• Set exercise
Copy out the entries below, substituting "Object" for each occurrence of "Target" and leaving every other word unchanged.

• A block of data
_ _ _ _

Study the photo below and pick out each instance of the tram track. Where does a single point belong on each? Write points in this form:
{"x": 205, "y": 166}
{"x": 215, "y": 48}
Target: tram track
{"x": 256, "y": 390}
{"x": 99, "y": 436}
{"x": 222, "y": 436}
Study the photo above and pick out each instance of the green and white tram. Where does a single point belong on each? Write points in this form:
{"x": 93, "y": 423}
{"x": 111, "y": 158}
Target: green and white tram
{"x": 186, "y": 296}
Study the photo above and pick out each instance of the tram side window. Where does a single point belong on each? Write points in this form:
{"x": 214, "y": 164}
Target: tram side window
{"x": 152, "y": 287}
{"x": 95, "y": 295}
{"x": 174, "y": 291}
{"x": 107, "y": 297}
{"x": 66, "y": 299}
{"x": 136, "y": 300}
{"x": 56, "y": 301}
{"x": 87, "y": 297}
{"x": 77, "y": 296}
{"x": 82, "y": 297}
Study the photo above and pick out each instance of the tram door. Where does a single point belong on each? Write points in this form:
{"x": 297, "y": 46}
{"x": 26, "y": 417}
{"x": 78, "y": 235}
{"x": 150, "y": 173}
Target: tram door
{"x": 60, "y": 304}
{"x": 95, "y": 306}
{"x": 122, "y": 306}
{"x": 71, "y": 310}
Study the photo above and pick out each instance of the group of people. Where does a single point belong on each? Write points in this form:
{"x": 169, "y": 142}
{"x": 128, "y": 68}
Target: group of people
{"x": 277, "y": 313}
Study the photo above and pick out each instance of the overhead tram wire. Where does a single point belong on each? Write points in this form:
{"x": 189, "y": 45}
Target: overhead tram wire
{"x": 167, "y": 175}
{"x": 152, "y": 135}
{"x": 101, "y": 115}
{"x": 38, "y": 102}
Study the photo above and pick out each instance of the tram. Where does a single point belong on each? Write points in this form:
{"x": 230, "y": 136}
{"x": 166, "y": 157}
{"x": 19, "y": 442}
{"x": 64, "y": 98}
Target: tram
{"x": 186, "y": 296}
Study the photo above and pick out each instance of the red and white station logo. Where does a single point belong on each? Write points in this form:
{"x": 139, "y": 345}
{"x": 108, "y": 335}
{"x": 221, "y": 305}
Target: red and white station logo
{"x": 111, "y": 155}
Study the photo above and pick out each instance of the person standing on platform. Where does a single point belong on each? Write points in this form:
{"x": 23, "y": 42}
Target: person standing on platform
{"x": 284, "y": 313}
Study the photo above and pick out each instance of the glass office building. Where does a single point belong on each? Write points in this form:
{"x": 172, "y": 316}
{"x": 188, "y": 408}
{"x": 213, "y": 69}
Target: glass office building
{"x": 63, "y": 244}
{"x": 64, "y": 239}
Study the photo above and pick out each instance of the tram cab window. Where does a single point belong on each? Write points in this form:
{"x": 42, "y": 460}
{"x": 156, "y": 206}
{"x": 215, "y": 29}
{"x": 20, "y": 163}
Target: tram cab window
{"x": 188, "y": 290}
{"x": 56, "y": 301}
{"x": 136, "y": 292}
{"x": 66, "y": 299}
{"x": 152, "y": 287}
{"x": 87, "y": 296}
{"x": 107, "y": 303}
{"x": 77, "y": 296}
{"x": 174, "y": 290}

_ _ _ _

• Output of the task
Study the photo below and pick out each instance of the tram track. Where does a single point belong on each? Write points in this form:
{"x": 205, "y": 166}
{"x": 215, "y": 48}
Object: tram track
{"x": 256, "y": 390}
{"x": 99, "y": 436}
{"x": 222, "y": 436}
Study the photo above and pick out each instance of the green and white tram. Where does a single point belong on each? Write points in this form:
{"x": 93, "y": 423}
{"x": 111, "y": 158}
Object: green and white tram
{"x": 186, "y": 296}
Study the photo above and pick out each instance of the tram side window. Where does a single point belong on each? Write points in this form:
{"x": 214, "y": 164}
Object: tram side window
{"x": 152, "y": 287}
{"x": 95, "y": 295}
{"x": 174, "y": 291}
{"x": 107, "y": 297}
{"x": 66, "y": 299}
{"x": 136, "y": 300}
{"x": 56, "y": 301}
{"x": 87, "y": 297}
{"x": 77, "y": 296}
{"x": 82, "y": 297}
Study the photo above and pick out each instance of the tram door. Where does a single point belong on each? Write points in this form:
{"x": 297, "y": 46}
{"x": 26, "y": 417}
{"x": 78, "y": 235}
{"x": 150, "y": 173}
Object: tram door
{"x": 60, "y": 304}
{"x": 95, "y": 306}
{"x": 122, "y": 306}
{"x": 71, "y": 310}
Study the photo above and pick out each instance of the group of people. Where does a single point belong on each? Write points in this form:
{"x": 169, "y": 142}
{"x": 128, "y": 68}
Object: group of people
{"x": 277, "y": 313}
Study the photo above and pick out each instance of the overhead tram wire. Where does a single point belong on each? Write points in this form:
{"x": 189, "y": 45}
Object: overhead tram wire
{"x": 167, "y": 175}
{"x": 152, "y": 135}
{"x": 101, "y": 115}
{"x": 38, "y": 102}
Study the photo above and pick out each instance of the tram. Where does a single point belong on each? Write points in this form:
{"x": 230, "y": 136}
{"x": 166, "y": 157}
{"x": 19, "y": 442}
{"x": 64, "y": 98}
Object: tram
{"x": 186, "y": 296}
Study the photo above and pick out each instance of the red and white station logo. Where does a single point belong on each? Write points in this form:
{"x": 139, "y": 345}
{"x": 108, "y": 335}
{"x": 221, "y": 305}
Object: red and white station logo
{"x": 111, "y": 155}
Study the photo above and pick out each instance of the person standing on platform. Where does a single point belong on each? Write points in this form:
{"x": 23, "y": 42}
Object: person standing on platform
{"x": 284, "y": 313}
Study the photo above and pick out each instance of the glass office building. Where does a single point belong on each? Write points in this form:
{"x": 172, "y": 316}
{"x": 188, "y": 408}
{"x": 213, "y": 69}
Object: glass office building
{"x": 63, "y": 244}
{"x": 64, "y": 239}
Study the photo above and pick out each instance of the tram cab window. Where does a single point belong on each? Write points in this form:
{"x": 42, "y": 460}
{"x": 156, "y": 206}
{"x": 215, "y": 29}
{"x": 20, "y": 163}
Object: tram cab window
{"x": 188, "y": 290}
{"x": 56, "y": 301}
{"x": 136, "y": 292}
{"x": 66, "y": 299}
{"x": 152, "y": 287}
{"x": 87, "y": 296}
{"x": 107, "y": 303}
{"x": 77, "y": 296}
{"x": 174, "y": 290}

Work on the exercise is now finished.